>> BEGIN Source records

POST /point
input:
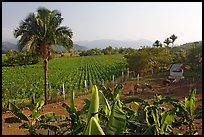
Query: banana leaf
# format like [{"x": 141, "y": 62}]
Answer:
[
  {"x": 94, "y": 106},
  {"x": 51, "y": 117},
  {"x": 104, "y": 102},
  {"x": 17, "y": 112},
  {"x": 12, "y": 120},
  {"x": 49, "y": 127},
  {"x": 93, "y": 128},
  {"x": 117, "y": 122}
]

>> END Source records
>> BEGIN Source records

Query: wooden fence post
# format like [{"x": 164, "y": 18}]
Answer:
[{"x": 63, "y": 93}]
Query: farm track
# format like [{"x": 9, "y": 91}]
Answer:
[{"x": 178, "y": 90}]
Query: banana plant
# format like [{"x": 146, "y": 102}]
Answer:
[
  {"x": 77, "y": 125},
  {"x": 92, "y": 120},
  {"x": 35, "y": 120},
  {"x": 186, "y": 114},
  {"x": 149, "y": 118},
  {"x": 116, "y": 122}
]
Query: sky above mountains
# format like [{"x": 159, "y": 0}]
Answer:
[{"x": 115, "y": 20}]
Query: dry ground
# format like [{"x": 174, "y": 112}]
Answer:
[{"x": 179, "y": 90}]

>> END Source records

▸ **Work required**:
Please find each line in the data above that contains the word "Query" and copy those lines out.

▸ **Exercise response**:
Query: banana leaf
Query: wooden fence post
Query: farm track
Query: banana plant
Query: sky above mountains
Query: dry ground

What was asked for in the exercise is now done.